PROBLEM DESCRIPTION: In the answer, each line must appear exactly as in the records, and no picture may appear.

GIVEN DATA:
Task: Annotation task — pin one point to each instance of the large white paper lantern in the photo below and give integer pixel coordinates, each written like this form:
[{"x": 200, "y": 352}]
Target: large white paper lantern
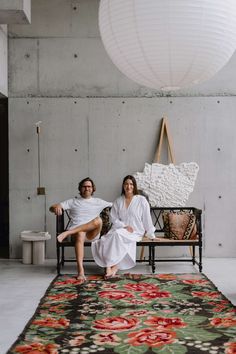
[{"x": 168, "y": 44}]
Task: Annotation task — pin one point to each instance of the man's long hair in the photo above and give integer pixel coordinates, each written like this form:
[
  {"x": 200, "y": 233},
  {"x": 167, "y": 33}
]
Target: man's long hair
[
  {"x": 134, "y": 183},
  {"x": 87, "y": 179}
]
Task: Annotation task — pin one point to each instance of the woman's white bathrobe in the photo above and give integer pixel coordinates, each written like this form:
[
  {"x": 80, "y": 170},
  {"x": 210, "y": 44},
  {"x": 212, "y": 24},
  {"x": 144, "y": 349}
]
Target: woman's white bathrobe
[{"x": 118, "y": 246}]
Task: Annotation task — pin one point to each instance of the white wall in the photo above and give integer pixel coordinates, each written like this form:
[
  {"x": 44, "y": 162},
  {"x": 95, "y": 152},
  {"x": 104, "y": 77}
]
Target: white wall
[{"x": 97, "y": 122}]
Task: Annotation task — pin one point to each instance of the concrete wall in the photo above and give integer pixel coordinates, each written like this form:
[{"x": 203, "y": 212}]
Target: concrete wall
[
  {"x": 97, "y": 122},
  {"x": 3, "y": 61}
]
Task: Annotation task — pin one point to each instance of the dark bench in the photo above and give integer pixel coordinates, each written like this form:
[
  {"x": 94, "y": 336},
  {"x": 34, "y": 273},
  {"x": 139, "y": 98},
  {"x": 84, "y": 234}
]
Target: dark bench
[{"x": 62, "y": 222}]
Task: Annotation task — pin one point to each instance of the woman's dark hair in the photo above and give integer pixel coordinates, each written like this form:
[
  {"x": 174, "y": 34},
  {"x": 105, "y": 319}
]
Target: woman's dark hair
[
  {"x": 134, "y": 183},
  {"x": 87, "y": 179}
]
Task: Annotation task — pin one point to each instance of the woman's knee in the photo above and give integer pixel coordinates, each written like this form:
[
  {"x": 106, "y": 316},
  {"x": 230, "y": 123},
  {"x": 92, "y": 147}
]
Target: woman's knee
[{"x": 80, "y": 237}]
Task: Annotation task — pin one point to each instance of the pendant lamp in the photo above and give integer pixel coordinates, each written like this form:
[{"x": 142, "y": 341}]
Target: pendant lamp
[{"x": 168, "y": 44}]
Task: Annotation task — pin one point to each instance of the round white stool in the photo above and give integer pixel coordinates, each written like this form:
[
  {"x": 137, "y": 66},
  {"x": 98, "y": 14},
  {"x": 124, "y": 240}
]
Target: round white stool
[{"x": 33, "y": 250}]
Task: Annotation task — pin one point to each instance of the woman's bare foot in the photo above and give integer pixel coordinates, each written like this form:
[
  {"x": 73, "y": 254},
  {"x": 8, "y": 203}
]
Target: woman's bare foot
[{"x": 62, "y": 236}]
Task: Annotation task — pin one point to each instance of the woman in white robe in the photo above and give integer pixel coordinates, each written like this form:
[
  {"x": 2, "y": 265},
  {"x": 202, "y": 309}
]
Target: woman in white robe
[{"x": 131, "y": 219}]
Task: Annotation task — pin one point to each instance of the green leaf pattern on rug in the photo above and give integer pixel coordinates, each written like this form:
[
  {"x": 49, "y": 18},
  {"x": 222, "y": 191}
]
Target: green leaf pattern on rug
[{"x": 131, "y": 314}]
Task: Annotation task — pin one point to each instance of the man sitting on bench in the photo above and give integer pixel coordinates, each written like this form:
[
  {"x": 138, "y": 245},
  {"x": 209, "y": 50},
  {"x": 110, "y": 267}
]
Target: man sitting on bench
[{"x": 84, "y": 213}]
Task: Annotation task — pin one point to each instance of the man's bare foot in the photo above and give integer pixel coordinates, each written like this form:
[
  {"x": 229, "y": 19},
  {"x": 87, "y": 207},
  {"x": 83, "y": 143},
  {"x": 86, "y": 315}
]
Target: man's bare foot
[
  {"x": 62, "y": 236},
  {"x": 114, "y": 270},
  {"x": 111, "y": 272},
  {"x": 108, "y": 273},
  {"x": 81, "y": 277}
]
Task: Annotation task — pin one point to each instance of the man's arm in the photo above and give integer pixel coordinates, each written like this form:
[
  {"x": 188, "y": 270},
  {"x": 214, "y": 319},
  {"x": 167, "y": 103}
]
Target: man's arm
[{"x": 56, "y": 209}]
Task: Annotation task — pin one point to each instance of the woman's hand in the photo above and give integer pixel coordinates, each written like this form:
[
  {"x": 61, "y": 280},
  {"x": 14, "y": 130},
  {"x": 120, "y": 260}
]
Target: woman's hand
[{"x": 129, "y": 228}]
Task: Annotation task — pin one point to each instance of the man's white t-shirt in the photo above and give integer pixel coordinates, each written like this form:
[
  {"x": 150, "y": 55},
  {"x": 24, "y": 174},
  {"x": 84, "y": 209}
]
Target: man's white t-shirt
[{"x": 82, "y": 210}]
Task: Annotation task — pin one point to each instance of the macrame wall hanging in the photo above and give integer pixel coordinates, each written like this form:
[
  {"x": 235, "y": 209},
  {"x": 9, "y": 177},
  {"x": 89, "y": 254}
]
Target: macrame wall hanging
[{"x": 167, "y": 185}]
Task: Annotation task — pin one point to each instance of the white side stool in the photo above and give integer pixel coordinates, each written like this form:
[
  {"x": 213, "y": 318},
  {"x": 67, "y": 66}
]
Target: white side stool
[{"x": 33, "y": 248}]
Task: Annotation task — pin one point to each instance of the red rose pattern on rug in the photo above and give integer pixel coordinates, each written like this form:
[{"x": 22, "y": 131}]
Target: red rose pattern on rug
[{"x": 131, "y": 314}]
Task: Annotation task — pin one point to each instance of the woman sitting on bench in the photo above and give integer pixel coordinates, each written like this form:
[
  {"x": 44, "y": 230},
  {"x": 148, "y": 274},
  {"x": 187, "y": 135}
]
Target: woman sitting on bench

ANSWER AREA:
Task: Annotation task — pin one point to each instance of the large white paper lantern in the photo below and give integer pixel coordinates, each written like this form:
[{"x": 200, "y": 352}]
Target: large white paper lantern
[{"x": 168, "y": 44}]
Task: Annotation task — pin one point to each instance of the man's long hair in the photo above and give integer pixel coordinates, each written like this form:
[
  {"x": 200, "y": 233},
  {"x": 167, "y": 33}
]
Target: man's long hair
[
  {"x": 134, "y": 183},
  {"x": 87, "y": 179}
]
Task: Annotation task — pin one point to each instance of the woman's white bathrobe in the photo above and give integer pixel coordinates, each written like this form:
[
  {"x": 80, "y": 170},
  {"x": 210, "y": 44},
  {"x": 212, "y": 24},
  {"x": 144, "y": 349}
]
Target: woman's white bathrobe
[{"x": 118, "y": 246}]
Task: Annotation task — pin one point to each instance of the white wall in the photo above and give integer pixel coordinates, each written like this form:
[
  {"x": 44, "y": 162},
  {"x": 95, "y": 152},
  {"x": 104, "y": 77}
]
Target: white wall
[{"x": 97, "y": 122}]
Task: Annotation task — pin one point to each instance of the concrete wall in the photo above and give integer pixel coordinates, each written like this form:
[{"x": 203, "y": 212}]
Target: concrete wall
[
  {"x": 97, "y": 122},
  {"x": 3, "y": 61}
]
Task: Annotation task — pin one point to each instance of the dark bench in the photo above and give integer pixel coordinates, each written like this form:
[
  {"x": 94, "y": 336},
  {"x": 34, "y": 273},
  {"x": 139, "y": 98},
  {"x": 84, "y": 234}
]
Target: dark bench
[{"x": 62, "y": 222}]
Task: Annotation task — pin one point to each instance of the woman's dark hair in the photo above and give integer pixel coordinates, each written like this form:
[
  {"x": 174, "y": 34},
  {"x": 105, "y": 319}
]
Target: woman's dark hair
[
  {"x": 134, "y": 183},
  {"x": 87, "y": 179}
]
Task: Annotation task — pin one point to each instance of the woman's knee in the photo above and give integer pixel coordinates, each written like this form:
[
  {"x": 106, "y": 316},
  {"x": 230, "y": 123},
  {"x": 92, "y": 147}
]
Target: woman's knee
[{"x": 80, "y": 237}]
Task: Annotation task — pin one point to each instance of the pendant lamp in the photo above and give integer pixel coordinates, each written like this form:
[{"x": 142, "y": 341}]
Target: pendant lamp
[{"x": 168, "y": 44}]
Task: Annotation task — pin one point to each instance of the round white stool in the photo above and give integer pixel coordinates, each written like this form:
[
  {"x": 137, "y": 66},
  {"x": 98, "y": 14},
  {"x": 124, "y": 240}
]
Target: round white stool
[{"x": 33, "y": 250}]
Task: Annotation task — pin one point to each instance of the woman's bare foot in the photo above and give integer pixel coordinates, each written like this form:
[
  {"x": 73, "y": 254},
  {"x": 8, "y": 203}
]
Target: woman's bare foot
[{"x": 62, "y": 236}]
Task: Annotation task — pin one point to each instance of the woman in white robe in the photo above and give integer pixel coordinates, each written like this form:
[
  {"x": 2, "y": 265},
  {"x": 202, "y": 309}
]
Target: woman in white robe
[{"x": 131, "y": 219}]
Task: Annotation task — pin one point to each instance of the green leaf pattern on rug in the photo above and give integer pixel coordinates, each written like this form:
[
  {"x": 49, "y": 18},
  {"x": 222, "y": 191}
]
Target: green leaf pattern on rug
[{"x": 131, "y": 314}]
Task: Annotation task — pin one point to each instance of the man sitting on bench in the photo above and give integer pixel coordinates, each written like this form:
[
  {"x": 138, "y": 245},
  {"x": 209, "y": 50},
  {"x": 110, "y": 267}
]
Target: man sitting on bench
[{"x": 84, "y": 213}]
Task: Annotation task — pin one point to each instance of the man's bare foot in the photo above and give integer pixel coordinates, each written like this form:
[
  {"x": 229, "y": 19},
  {"x": 87, "y": 207},
  {"x": 83, "y": 143},
  {"x": 86, "y": 315}
]
Target: man's bare foot
[
  {"x": 62, "y": 236},
  {"x": 114, "y": 270},
  {"x": 111, "y": 272},
  {"x": 108, "y": 273},
  {"x": 81, "y": 277}
]
Task: Annotation task — pin one point to each instance of the man's arm in the photo above and give integer pixel coordinates, each written like this form:
[
  {"x": 188, "y": 270},
  {"x": 214, "y": 319},
  {"x": 167, "y": 103}
]
Target: man's arm
[{"x": 56, "y": 209}]
Task: Annotation task — pin one point to each instance of the woman's hand in the photo above and give integer pixel coordinates, each written like this form:
[
  {"x": 61, "y": 280},
  {"x": 14, "y": 130},
  {"x": 120, "y": 260}
]
Target: woman's hand
[{"x": 129, "y": 228}]
Task: Annotation task — pin one point to each instance of the man's white t-shirt in the photo above and give integer pixel coordinates, each written like this form:
[
  {"x": 150, "y": 55},
  {"x": 24, "y": 174},
  {"x": 84, "y": 209}
]
Target: man's white t-shirt
[{"x": 82, "y": 210}]
Task: Annotation task — pin one point to each instance of the macrame wall hanging in the photo above and give integer pixel coordinates, each written like this form:
[
  {"x": 235, "y": 209},
  {"x": 9, "y": 177},
  {"x": 89, "y": 254}
]
Target: macrame wall hanging
[{"x": 167, "y": 185}]
Task: Annotation task — pin one point to each instance of the white side stool in the photo above and give integer pixel coordinates, each written like this form:
[
  {"x": 213, "y": 318},
  {"x": 67, "y": 66}
]
Target: white side stool
[{"x": 33, "y": 248}]
Task: Annotation task — pin one point to each instance of the red rose pattern on rug in the photo above and give integer pixel coordinates, each written like this form:
[{"x": 22, "y": 131}]
Target: red rose pattern on rug
[{"x": 131, "y": 314}]
Task: Annotation task — pin one point to each instance of the woman sitting on bench in the photo above and give integer pixel coordinates, each written like this form:
[
  {"x": 44, "y": 230},
  {"x": 148, "y": 274},
  {"x": 187, "y": 135}
]
Target: woman sitting on bench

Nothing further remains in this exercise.